**Document segment**.
.....

You can easily and happily get by with either. Or both!
 
Both have their advantages or disadvantages. You have to figure what's best for how you work. That may even mean using both. For me it's refractometers every time, mainly 'cos it doesn't require moving and getting quite big samples to test, isn't troublesome testing hot samples, you look the part squinting through them, and most importantly they aren't any thing like as easy to break.
 
I use both as well, the refractometer allows adjustment of the OG throughout the sparge and boil and the hydrometer for the fermentation (and post) stage.
 
Good idea to buy from your local homebrew.athumb..
SOME of these shops are run by real experts who will go the extra mile for you.
Once these shops are gone they are gone.

Boots the chemist used to do homebrew but dropped it,!!!
Amazon would not hesitate to do the same if they got more profit per unit of warehouse space with something else.

I get by with the cheap and cheerfull hydrometer.
But the gadget man inside me would like a refractometer.

BTW I have no connection to any homebrew buisiness.
 
If you're doing all grain the the refractometer adds a bit of glamour on the brew day and it's exciting working out how well things are going at each stage. You feel like a right boffin.

You've got to learn how to use the refractometer, though. It's not just taking a drop and putting it on the screen unless the screen is absolutely dry. You've got to make sure you've swilled off water or a previous sample fully with the new sample on the screen and cover, which is still next to nothing. I just dangle the entire head in the wort. Then closing the screen should be done with it slightly tilted upwards so all the bubbles are pushed to the tip. You get a sharper image with less bubbles.

Don't let samples cool with the refractometer cover open, and don't cool them on a spoon first if the spoon is small. You'll get evaporation and it'll concentrate the wort and throw off the reading.

The difference between most refractometers and automatic temperature control refractometers is a sticker on them that says ATC.

You really need a hydrometer, though. Choose one with a single scale, not one with six crappy things you'll never use and will always be facing your way rather than the gravity reading. I hate my multi scale hydrometer.
 
Quite agree, Drunkula at my age the eyesight is not so good anymore.
Its a real pain trying to find and read the right scale.
 
Just make sure that the refractometer you receive is actually one for sugar content... I got mine from eBay and when it arrived it was blatantly obvious that it was for measuring salinity instead of sugar content. It still had a specific gravity scale though, so muggins here thought I could still use it... NOPE. Readings completely out-of-kilter versus the hydrometer, even having recalibrated it five or six times. Sent it back and got myself a proper one now, but still to use it on my first brew, By the way, anyone know how to use the BRIX scale? seems a but mystical to me...

IMG_4549.JPG
 
You really need a hydrometer, though. Choose one with a single scale, not one with six crappy things you'll never use and will always be facing your way rather than the gravity reading. I hate my multi scale hydrometer.
I hate mine too.
Where do you find single scale ones?
 
I hate mine too.
Where do you find single scale ones?
If you look online for a 'lab' hydrometer rather then one designed for home brewers then you will have more success I think (although I'm sure they will be also be more expensive, but possibly also more accurate) - for example take a look at Hydrometers for measuring the specific gravity of a fluid

The trick seems to be to search online for 'volumetric hydrometer'
 
I find a refractometer great for taking daily reading from small samples and tracking the progress of fermentation, bubbles in airlocks are notoriously unreliable guides. I use a hydrometer for OG and FG because I personally trust the results more as my calculated FG‘s never match up between devices and it’s the tool I‘ve used the longest.

.....

**Stored records**.
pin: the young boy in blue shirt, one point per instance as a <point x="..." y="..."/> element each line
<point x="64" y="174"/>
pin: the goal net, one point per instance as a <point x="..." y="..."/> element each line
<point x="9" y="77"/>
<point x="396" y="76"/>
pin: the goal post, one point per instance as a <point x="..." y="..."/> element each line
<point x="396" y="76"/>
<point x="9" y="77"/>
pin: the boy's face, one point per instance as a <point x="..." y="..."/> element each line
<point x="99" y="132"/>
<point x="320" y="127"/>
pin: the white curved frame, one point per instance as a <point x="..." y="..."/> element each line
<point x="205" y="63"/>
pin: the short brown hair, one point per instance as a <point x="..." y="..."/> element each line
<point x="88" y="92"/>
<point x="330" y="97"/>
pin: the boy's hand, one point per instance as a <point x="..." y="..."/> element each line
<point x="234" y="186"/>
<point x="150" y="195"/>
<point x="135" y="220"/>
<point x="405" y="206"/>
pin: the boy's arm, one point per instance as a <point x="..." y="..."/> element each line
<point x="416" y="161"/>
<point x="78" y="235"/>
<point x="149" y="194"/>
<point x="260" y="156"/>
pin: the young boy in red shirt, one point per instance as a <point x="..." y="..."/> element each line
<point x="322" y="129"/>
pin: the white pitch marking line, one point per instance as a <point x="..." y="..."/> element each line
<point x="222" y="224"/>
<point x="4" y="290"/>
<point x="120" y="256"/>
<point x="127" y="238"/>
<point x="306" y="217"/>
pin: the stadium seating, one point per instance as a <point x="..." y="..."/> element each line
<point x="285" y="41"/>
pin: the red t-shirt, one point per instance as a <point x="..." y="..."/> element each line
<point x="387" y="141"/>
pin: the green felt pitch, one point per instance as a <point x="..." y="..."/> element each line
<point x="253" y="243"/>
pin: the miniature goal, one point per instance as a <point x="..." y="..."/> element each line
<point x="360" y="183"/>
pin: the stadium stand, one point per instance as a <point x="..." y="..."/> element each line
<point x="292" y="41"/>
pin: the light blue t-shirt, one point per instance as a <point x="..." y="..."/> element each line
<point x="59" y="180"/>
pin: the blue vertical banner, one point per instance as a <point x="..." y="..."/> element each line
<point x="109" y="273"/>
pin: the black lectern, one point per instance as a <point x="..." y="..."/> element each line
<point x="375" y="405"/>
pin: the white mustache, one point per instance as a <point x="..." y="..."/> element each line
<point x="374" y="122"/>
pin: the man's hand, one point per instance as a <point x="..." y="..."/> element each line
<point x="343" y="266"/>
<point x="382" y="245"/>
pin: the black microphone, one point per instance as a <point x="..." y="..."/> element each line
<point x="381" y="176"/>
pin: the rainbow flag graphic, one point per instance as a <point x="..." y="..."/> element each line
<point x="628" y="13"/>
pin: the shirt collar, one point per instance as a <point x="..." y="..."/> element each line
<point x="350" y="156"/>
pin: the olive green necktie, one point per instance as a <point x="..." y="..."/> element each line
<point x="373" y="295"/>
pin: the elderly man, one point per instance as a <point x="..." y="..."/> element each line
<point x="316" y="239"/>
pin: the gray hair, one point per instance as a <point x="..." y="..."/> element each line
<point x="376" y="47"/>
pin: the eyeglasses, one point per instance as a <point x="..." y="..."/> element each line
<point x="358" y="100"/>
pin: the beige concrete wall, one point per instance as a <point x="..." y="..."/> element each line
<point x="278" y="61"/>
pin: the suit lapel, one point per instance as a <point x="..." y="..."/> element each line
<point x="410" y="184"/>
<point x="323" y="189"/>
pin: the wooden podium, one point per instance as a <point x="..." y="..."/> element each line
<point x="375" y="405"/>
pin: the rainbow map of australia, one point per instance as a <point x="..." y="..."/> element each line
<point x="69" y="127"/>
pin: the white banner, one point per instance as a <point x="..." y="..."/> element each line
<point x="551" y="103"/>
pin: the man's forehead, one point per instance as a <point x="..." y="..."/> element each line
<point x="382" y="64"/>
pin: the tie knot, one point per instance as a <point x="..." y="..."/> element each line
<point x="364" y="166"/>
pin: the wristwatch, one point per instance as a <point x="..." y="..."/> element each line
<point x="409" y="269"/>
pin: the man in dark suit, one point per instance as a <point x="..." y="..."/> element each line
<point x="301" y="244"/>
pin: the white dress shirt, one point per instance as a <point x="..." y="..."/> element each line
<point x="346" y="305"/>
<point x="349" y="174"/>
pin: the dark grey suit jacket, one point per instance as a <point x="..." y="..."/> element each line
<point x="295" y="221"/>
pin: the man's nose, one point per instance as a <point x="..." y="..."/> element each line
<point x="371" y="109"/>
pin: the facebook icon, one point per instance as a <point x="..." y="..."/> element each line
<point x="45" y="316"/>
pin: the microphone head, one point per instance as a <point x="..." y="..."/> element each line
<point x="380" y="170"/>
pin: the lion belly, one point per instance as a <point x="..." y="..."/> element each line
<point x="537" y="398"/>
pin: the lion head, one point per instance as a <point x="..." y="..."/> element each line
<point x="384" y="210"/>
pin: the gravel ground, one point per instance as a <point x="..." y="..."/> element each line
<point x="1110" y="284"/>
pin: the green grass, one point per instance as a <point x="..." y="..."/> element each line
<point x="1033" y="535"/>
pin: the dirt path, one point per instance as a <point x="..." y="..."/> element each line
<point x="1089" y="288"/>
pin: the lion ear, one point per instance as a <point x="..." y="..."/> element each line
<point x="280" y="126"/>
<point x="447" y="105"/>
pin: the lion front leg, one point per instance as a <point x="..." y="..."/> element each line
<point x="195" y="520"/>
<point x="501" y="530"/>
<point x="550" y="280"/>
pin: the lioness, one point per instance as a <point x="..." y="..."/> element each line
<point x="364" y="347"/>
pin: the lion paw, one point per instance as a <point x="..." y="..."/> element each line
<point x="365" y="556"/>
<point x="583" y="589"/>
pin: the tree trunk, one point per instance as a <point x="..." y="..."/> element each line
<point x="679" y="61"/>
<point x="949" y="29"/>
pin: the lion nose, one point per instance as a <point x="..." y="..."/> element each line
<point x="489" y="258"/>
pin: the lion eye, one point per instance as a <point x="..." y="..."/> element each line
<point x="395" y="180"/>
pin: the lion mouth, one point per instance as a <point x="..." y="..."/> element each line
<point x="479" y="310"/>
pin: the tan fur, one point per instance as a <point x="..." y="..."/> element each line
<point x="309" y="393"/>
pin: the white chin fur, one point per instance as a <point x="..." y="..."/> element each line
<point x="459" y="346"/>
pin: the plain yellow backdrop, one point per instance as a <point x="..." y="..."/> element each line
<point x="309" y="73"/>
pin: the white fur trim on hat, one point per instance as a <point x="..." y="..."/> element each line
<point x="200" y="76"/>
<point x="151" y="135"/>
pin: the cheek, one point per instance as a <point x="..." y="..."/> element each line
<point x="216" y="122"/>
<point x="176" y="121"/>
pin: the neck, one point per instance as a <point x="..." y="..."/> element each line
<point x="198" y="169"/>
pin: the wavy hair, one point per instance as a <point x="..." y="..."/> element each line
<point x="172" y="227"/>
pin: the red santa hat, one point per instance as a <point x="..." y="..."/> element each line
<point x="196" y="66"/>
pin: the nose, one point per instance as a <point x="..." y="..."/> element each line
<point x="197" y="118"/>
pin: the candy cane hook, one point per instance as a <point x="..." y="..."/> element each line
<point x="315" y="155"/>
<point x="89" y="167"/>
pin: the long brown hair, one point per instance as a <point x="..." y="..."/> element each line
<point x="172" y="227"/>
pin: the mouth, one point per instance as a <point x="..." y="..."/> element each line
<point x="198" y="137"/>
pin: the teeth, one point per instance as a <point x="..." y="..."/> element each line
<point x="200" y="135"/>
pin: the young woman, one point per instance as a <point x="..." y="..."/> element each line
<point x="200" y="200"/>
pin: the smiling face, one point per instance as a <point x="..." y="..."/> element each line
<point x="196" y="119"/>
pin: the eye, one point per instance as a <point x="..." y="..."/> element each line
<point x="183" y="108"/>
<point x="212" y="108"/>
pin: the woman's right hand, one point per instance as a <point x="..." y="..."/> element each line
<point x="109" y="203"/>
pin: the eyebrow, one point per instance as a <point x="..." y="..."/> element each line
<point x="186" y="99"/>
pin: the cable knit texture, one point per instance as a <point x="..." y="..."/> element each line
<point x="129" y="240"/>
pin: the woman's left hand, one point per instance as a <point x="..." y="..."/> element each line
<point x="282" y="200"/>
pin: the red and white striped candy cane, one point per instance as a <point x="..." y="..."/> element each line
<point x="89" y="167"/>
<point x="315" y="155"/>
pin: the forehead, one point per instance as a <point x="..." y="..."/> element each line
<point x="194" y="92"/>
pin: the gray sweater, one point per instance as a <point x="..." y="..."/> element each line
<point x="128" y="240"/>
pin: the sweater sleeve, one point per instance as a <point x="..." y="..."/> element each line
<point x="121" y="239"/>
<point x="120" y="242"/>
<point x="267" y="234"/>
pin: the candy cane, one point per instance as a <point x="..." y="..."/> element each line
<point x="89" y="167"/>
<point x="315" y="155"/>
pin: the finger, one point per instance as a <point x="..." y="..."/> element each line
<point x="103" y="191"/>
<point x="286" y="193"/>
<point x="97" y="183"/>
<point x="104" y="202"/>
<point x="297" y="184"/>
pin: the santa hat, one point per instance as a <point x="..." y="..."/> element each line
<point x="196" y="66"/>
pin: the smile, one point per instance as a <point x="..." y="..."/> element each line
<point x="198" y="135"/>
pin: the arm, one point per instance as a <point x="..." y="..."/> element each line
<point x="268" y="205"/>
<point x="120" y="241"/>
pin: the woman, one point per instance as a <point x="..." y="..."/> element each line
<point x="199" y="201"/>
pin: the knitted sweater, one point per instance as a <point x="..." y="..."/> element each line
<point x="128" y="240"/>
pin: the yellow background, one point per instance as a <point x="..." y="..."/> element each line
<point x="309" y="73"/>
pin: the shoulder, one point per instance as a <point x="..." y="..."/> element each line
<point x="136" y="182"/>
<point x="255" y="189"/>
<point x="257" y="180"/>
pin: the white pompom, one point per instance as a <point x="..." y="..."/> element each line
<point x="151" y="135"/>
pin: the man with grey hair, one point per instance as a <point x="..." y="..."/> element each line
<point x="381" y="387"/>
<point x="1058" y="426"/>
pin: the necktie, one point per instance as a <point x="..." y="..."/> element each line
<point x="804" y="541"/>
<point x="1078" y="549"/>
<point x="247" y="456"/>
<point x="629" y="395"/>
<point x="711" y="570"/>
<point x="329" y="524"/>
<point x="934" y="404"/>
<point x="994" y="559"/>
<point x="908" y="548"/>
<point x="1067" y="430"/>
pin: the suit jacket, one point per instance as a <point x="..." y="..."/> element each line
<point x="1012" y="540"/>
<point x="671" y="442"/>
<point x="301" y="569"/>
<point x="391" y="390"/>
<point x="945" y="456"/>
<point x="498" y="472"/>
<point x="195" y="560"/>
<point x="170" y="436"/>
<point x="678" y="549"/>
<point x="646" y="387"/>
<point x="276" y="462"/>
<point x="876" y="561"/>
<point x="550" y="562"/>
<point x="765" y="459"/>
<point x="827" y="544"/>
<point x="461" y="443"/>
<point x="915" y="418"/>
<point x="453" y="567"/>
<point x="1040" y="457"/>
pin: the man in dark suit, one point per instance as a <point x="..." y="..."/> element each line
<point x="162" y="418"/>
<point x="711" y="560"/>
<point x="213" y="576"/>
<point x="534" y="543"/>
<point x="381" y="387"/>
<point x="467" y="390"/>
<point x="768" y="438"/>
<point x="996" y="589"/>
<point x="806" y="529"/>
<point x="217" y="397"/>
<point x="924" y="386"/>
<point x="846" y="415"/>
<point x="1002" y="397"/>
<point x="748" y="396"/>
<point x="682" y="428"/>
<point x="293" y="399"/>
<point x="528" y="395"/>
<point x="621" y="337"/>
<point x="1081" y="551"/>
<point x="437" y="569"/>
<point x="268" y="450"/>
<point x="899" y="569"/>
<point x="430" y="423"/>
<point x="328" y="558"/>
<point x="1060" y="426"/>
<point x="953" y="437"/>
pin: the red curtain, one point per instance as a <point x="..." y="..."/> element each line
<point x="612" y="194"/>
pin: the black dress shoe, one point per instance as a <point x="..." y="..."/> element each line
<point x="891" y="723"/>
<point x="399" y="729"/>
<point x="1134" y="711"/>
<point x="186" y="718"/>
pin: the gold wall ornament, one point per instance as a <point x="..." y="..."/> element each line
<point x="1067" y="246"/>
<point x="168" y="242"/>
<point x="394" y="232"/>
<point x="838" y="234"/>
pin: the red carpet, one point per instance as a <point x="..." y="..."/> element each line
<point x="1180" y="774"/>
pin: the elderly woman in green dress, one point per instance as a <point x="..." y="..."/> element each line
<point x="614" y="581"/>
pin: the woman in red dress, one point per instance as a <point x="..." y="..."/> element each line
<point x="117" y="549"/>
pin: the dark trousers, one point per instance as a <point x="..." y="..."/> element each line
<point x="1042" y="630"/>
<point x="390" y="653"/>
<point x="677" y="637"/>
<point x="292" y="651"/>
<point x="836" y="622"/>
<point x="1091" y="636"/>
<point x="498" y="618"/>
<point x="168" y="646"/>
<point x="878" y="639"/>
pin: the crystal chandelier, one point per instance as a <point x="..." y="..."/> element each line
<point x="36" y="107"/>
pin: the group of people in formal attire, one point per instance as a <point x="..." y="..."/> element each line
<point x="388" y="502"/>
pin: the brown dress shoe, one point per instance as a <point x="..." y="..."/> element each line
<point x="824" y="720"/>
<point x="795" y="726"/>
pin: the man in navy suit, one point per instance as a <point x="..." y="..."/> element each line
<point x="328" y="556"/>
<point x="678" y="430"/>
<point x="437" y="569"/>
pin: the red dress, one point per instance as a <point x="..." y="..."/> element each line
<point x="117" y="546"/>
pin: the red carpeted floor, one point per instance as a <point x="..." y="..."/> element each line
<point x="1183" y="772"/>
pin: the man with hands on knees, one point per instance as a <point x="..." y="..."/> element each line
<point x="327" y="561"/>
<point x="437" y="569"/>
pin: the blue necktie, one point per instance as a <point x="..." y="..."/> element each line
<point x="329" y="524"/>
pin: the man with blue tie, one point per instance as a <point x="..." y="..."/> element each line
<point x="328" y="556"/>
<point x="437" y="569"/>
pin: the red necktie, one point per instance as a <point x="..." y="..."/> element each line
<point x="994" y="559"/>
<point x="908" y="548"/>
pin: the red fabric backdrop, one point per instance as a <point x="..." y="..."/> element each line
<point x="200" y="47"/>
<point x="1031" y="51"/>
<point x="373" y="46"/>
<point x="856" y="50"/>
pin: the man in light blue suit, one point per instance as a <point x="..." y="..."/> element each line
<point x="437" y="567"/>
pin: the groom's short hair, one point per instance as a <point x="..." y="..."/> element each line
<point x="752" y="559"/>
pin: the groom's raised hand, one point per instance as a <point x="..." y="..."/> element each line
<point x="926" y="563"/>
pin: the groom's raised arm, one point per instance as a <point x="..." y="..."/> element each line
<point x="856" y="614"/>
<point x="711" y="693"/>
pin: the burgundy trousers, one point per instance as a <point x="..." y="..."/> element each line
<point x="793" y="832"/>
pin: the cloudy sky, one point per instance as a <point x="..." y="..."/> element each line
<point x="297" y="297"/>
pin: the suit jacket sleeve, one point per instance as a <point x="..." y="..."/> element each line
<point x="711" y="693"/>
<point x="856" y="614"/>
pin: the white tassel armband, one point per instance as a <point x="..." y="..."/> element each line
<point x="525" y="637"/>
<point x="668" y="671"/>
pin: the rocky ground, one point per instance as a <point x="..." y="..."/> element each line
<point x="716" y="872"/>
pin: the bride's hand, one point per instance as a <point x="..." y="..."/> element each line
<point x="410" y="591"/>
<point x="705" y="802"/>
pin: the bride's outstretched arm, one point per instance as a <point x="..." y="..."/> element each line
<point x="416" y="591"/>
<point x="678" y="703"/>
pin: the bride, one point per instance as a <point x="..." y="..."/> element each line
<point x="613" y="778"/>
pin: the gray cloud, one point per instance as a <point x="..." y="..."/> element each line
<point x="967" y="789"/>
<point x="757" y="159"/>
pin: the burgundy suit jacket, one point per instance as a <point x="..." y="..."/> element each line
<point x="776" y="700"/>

.....

**Task**. Please copy the homebrewing discussion between "Both have their" and "they are gone.", inclusive, substituting "stores" for "shops" throughout.

**Answer to the problem**.
Both have their advantages or disadvantages. You have to figure what's best for how you work. That may even mean using both. For me it's refractometers every time, mainly 'cos it doesn't require moving and getting quite big samples to test, isn't troublesome testing hot samples, you look the part squinting through them, and most importantly they aren't any thing like as easy to break.
 
I use both as well, the refractometer allows adjustment of the OG throughout the sparge and boil and the hydrometer for the fermentation (and post) stage.
 
Good idea to buy from your local homebrew.athumb..
SOME of these stores are run by real experts who will go the extra mile for you.
Once these stores are gone they are gone.